DIRECTIVE: In the passage on preparing electrophotographic photoreceptors, what is the particle diameter of the titanium oxide particles treated with anhydrous silicon dioxide in MAXLIGHT® TS-01?

PROVIDED PASSAGE:

--- BEGIN ---

An undercoat layer was prepared in the same manner as in Example 10 except that the MAXLIGHT® TS-04 (product by Showa Denko K.K.) used in the coating solution for undercoat layer formation used in Example 10 was changed to MAXLIGHT® TS-01 (product by Showa Denko K.K., titanium oxide treated with anhydrous silicon dioxide, titanium oxide: 67% by weight, anhydrous silicon dioxide: 33% by weight, particle diameter of titanium oxide particles: 90 nm, particle diameter of titanium oxide particles treated with anhydrous silicon dioxide: 110 nm), and then a photosensitive layer was formed to produce a function separation type electrophotographic photoreceptor 1a.
A photosensitive layer 4 was prepared in the same manner as in Example 10 except that the dried film thickness of the charge generation layer prepared in Example 10 was changed to 0.04 μm to produce a function separation type electrophotographic photoreceptor 1a.
A photosensitive layer 4 was prepared in the same manner as in Example 10 except that the dried film thickness of the charge generation layer prepared in Example 10 was changed to 6 μm to produce a function separation type electrophotographic photoreceptor 1a.
A photosensitive layer 4 was prepared in the same manner as in Example 9 except that the titanylphthalocyanine obtained in Production Example 3 used in the coating solution for photosensitive layer formation used in Example 9 was changed to τ type metal-free phthalocyanine, LIOPHOTON TPA-891 (product by Toyo Ink Mfg. Co., Ltd.) to produce a monolayer type electrophotographic photoreceptor 1b.
A photosensitive layer was prepared in the same manner as in Example 10 except that the titanylphthalocyanine obtained in Production Example 3 used in the coating solution for charge generation used in Example 10 was changed to the titanylphthalocyanine of a crystal type having a maximum diffraction peak in an X-ray diffraction spectrum at a Bragg angle (2θ±0.2°) of 27.3° obtained in Production Example 4 to produce a function separation type electrophotographic photoreceptor 1a.

--- END ---

MATERIAL:

--- BEGIN ---

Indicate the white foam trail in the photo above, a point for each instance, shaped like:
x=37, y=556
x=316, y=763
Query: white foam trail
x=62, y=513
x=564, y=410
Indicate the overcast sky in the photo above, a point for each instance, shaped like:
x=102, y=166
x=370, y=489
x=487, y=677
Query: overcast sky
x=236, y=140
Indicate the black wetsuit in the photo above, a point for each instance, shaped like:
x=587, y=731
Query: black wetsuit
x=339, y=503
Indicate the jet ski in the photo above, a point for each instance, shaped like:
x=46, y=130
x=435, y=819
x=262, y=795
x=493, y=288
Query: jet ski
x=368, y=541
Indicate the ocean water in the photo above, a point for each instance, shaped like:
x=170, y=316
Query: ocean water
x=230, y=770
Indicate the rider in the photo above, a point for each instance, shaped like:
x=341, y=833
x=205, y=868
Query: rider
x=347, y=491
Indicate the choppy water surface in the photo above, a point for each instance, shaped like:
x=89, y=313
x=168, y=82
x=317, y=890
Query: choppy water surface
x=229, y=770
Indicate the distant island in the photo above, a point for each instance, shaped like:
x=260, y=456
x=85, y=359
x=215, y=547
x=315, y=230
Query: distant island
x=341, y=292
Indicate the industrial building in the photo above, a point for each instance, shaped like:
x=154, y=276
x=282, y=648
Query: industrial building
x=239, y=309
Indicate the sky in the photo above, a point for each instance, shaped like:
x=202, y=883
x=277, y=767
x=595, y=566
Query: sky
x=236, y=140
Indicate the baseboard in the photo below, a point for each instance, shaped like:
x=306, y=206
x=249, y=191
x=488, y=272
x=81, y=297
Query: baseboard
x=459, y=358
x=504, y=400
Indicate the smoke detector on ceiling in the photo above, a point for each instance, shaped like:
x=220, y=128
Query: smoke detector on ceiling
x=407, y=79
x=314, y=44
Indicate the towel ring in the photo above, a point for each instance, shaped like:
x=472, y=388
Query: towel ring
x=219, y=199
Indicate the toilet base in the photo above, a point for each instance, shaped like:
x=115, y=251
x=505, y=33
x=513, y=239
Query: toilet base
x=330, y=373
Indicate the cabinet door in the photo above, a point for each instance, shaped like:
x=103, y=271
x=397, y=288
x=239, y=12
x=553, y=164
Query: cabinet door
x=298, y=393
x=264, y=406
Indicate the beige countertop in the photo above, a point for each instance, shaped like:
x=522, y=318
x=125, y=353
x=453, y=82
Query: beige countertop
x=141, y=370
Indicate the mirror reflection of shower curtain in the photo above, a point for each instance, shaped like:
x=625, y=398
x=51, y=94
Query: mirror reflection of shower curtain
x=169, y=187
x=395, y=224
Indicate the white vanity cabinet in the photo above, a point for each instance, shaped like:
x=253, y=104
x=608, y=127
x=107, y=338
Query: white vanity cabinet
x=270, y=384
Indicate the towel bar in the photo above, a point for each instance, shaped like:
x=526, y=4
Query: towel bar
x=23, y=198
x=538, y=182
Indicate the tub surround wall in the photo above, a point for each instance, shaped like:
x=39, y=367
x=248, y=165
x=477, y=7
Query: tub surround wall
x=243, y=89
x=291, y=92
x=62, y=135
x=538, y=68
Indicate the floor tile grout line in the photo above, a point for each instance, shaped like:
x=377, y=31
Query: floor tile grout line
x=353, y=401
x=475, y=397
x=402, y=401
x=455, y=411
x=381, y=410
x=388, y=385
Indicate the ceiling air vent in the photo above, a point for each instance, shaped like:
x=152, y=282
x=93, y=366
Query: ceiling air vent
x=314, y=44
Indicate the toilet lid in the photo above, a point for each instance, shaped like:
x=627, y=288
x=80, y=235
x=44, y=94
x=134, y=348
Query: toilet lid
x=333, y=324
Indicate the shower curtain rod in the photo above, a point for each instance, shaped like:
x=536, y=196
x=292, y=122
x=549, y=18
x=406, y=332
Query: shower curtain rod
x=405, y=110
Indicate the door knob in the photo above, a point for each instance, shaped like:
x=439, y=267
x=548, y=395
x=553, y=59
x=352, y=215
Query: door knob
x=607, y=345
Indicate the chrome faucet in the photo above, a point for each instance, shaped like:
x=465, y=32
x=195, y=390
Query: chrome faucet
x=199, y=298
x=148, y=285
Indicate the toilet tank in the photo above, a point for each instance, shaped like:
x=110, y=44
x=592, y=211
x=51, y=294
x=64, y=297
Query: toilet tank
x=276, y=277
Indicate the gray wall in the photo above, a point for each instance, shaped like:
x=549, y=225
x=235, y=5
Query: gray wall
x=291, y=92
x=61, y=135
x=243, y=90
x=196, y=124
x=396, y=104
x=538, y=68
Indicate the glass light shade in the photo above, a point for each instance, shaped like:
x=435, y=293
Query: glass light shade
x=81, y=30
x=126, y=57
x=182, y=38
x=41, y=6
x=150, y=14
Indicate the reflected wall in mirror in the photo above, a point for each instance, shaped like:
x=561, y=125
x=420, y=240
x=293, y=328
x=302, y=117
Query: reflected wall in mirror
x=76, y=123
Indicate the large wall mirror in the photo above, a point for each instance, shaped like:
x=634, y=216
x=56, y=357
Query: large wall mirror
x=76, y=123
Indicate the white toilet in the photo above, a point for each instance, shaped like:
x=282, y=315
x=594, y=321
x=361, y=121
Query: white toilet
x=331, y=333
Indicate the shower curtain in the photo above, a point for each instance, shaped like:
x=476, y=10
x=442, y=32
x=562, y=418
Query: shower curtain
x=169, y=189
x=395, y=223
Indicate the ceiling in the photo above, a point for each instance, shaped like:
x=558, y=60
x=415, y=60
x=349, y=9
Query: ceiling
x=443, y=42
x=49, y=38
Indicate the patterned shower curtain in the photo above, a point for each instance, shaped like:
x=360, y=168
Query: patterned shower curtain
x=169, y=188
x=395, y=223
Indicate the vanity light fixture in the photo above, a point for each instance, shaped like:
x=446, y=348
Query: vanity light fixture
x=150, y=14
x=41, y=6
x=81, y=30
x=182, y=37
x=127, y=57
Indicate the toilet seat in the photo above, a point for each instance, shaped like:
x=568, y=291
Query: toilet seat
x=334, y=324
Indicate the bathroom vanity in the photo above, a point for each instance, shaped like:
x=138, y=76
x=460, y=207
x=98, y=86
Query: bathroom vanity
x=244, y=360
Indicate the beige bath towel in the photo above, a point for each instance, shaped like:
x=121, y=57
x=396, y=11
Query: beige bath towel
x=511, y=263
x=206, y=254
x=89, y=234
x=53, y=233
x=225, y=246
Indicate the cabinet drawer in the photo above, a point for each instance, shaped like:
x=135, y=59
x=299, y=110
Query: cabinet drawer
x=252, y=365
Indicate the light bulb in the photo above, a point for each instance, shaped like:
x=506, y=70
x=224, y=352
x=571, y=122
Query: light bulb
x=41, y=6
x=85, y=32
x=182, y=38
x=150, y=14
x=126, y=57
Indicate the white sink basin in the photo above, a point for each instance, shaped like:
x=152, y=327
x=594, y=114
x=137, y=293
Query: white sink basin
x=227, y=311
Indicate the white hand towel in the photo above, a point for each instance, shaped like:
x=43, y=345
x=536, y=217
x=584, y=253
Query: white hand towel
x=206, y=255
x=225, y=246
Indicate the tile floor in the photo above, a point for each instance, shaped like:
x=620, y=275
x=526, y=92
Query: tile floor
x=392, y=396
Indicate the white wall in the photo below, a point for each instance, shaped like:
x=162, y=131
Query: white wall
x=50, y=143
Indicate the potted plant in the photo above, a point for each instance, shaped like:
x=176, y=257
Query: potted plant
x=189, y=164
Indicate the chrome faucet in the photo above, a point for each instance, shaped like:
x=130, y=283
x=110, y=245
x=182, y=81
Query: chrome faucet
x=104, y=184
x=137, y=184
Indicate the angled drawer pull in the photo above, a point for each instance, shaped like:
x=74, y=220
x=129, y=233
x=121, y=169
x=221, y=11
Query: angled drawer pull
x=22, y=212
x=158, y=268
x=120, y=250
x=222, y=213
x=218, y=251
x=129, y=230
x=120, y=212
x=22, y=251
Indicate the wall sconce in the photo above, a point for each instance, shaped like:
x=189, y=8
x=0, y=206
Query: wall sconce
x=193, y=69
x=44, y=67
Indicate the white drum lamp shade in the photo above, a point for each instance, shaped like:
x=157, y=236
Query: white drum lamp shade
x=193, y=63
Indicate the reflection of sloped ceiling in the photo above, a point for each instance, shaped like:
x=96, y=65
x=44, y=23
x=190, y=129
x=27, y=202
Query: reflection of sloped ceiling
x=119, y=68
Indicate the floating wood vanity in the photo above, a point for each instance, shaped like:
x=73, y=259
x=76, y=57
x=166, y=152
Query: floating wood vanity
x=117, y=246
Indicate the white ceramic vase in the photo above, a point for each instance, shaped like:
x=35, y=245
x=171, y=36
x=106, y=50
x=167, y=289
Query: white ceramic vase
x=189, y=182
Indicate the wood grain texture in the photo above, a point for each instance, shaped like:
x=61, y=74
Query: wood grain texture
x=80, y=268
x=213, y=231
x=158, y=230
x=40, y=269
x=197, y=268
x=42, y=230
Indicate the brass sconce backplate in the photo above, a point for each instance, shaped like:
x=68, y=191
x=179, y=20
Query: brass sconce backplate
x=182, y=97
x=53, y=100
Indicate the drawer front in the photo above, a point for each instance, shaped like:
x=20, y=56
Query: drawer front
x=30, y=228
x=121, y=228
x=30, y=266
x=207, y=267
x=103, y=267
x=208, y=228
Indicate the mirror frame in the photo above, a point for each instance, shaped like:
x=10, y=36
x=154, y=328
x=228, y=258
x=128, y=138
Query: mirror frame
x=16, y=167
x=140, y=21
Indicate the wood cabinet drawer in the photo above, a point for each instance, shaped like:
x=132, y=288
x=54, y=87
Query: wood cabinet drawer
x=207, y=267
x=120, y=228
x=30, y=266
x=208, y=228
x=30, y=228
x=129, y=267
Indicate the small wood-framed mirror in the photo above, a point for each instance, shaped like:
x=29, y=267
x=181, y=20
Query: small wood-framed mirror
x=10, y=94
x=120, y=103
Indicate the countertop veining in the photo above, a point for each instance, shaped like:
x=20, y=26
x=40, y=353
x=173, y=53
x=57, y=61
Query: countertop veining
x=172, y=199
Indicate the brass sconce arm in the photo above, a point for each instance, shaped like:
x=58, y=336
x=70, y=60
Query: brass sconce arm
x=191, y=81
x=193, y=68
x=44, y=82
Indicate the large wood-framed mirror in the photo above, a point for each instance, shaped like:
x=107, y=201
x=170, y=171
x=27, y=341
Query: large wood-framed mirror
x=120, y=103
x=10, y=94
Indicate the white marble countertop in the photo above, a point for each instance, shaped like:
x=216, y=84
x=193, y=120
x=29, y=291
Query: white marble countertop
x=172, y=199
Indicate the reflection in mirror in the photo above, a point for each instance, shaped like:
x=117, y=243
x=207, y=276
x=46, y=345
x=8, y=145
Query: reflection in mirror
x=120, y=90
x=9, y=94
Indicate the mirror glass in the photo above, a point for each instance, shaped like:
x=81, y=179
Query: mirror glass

--- END ---

TASK OUTPUT: 110 nm